# The Maceo Baston clock is ticking/Baston officially signed



## speedythief (Jul 16, 2003)

According to Chuck Swirsky, the deadline is noon tomorrow for the Pacers to match.


----------



## Babe Ruth (Dec 6, 2006)

*Re: The Maceo Baston clock is ticking*

It's very hard to say what the Pacers are going to do now, because it's been close to a week, and we haven't heard anything from the Pacers yet, so it looks like Baston will be coming back to the Raptors. 

Personally do you guys think the Pacers will match the offer?


----------



## bigbabyjesus (Mar 1, 2003)

*Re: The Maceo Baston clock is ticking*

I kinda hope they match, just because I don't think theres much room for him.. and like I said before, I'd rather we use this cash on a rebounder like Singleton, or Chucky Hayes.


----------



## different_13 (Aug 30, 2005)

*Re: The Maceo Baston clock is ticking*

Out of those two I'd go for Singleton, better fit at the 3, can also play the 4.
But then Moon sounds a lot like that too..
The difference is Singleton's proved himself against NBA competition.

I don't really get the Baston signing - where is he gonna get any playing time? I say Bosh, bargnani and Rasho are all ahead of him in the depth chart, as is Garbajosa if he's healthy.


----------



## SkywalkerAC (Sep 20, 2002)

*Re: The Maceo Baston clock is ticking*

He's not signed to get playing time. He's signed as a good bench veteran.


----------



## different_13 (Aug 30, 2005)

(Data supplied):
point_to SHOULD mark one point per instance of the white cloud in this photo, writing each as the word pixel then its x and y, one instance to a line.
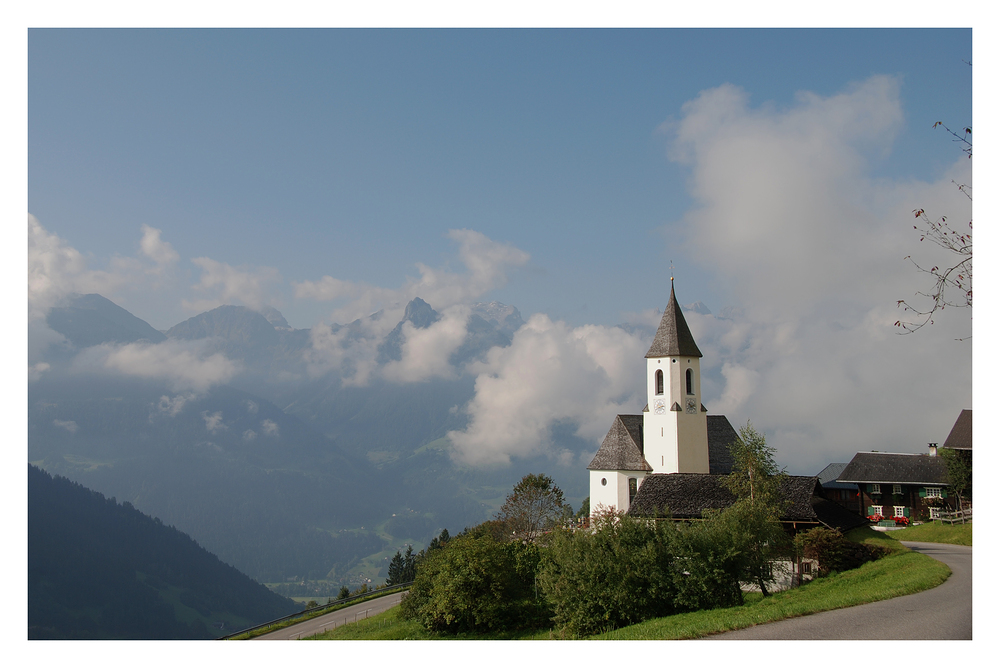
pixel 226 284
pixel 156 249
pixel 56 269
pixel 811 246
pixel 486 262
pixel 213 422
pixel 184 365
pixel 35 371
pixel 68 425
pixel 352 353
pixel 425 352
pixel 550 374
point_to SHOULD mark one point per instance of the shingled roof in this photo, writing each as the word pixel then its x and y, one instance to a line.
pixel 720 436
pixel 828 477
pixel 622 448
pixel 673 338
pixel 688 495
pixel 885 467
pixel 960 437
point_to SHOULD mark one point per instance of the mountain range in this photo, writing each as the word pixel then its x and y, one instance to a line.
pixel 285 475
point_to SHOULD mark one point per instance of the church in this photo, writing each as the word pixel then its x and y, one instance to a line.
pixel 674 433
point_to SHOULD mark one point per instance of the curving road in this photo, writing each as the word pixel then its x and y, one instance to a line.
pixel 334 619
pixel 941 613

(Directives):
A. Write out the records word for word, everything from the start of the records down to the line containing "pixel 285 475", including both ends, and leave the pictures out.
B. Carry the forum thread about Maceo Baston forward from the point where it stops.

(Results of the exercise):
A.
point_to SHOULD mark one point per instance of the white cloud in this photo, writing each as the word pixel then its x and y, one instance to a line.
pixel 226 284
pixel 156 249
pixel 56 269
pixel 811 246
pixel 486 262
pixel 213 422
pixel 184 365
pixel 35 371
pixel 68 425
pixel 352 353
pixel 425 352
pixel 550 374
point_to SHOULD mark one point per instance of the shingled roof in this photo, writing each as the word pixel then its x and y, one instance to a line.
pixel 720 436
pixel 828 477
pixel 622 448
pixel 673 338
pixel 688 495
pixel 885 467
pixel 960 437
point_to SHOULD mark one point per instance of the mountain range in this photo, writing each as the word pixel then its x and y, one instance to a line.
pixel 285 475

B.
*Re: The Maceo Baston clock is ticking*

What recent NBA playoff experience does he have?
I know he played in Europe quite a bit, but I think it's different - Parker is a different matter, because he plays big minutes here too.
But hey, if it works I'm all for it.


----------



## Damian Necronamous (Jun 10, 2002)

*Re: The Maceo Baston clock is ticking*



different_13 said:


> Out of those two I'd go for Singleton, better fit at the 3, can also play the 4.
> But then Moon sounds a lot like that too..
> The difference is Singleton's proved himself against NBA competition.
> 
> I don't really get the Baston signing - where is he gonna get any playing time? I say Bosh, bargnani and Rasho are all ahead of him in the depth chart, as is Garbajosa if he's healthy.


Well Rasho blows. All Baston has to do is play half decent and he'll jump ahead of Rasho in the depth chart.


----------



## Dee-Zy (Jan 12, 2006)

*Re: The Maceo Baston clock is ticking*

Isn't he too short at the 5? Rasho played great in the playoffs, I have no idea what you are talking about. I wished he played like that all season long.


----------



## chocolove (Apr 4, 2006)

*Re: The Maceo Baston clock is ticking*

meh right now BC is only filling out the last of the depth chart so if baston is a good character guy then i hope the Pacers don't match


----------



## Babe Ruth (Dec 6, 2006)

*Re: The Maceo Baston clock is ticking*

Baston won't play the five that's for sure, and Rasho did is job last season, he wasn't look upon to score, he got rebounds played great defense, and helped Bosh get better, he has played in a lot of big games and he has played with two of the best power forwards in the league in Garnett and Duncan, and he has learned a lot from them and now he's helping out Bosh to become a better player. Rasho will most likely be the starting center next season. That's if Il Mago is not coming off the bench.


----------



## o.iatlhawksfan (Mar 3, 2006)

*Re: The Maceo Baston clock is ticking*

Who is he?


----------



## billfindlay10 (Jan 24, 2003)

*Re: The Maceo Baston clock is ticking*



different_13 said:


> Out of those two I'd go for Singleton, better fit at the 3, can also play the 4.
> But then Moon sounds a lot like that too..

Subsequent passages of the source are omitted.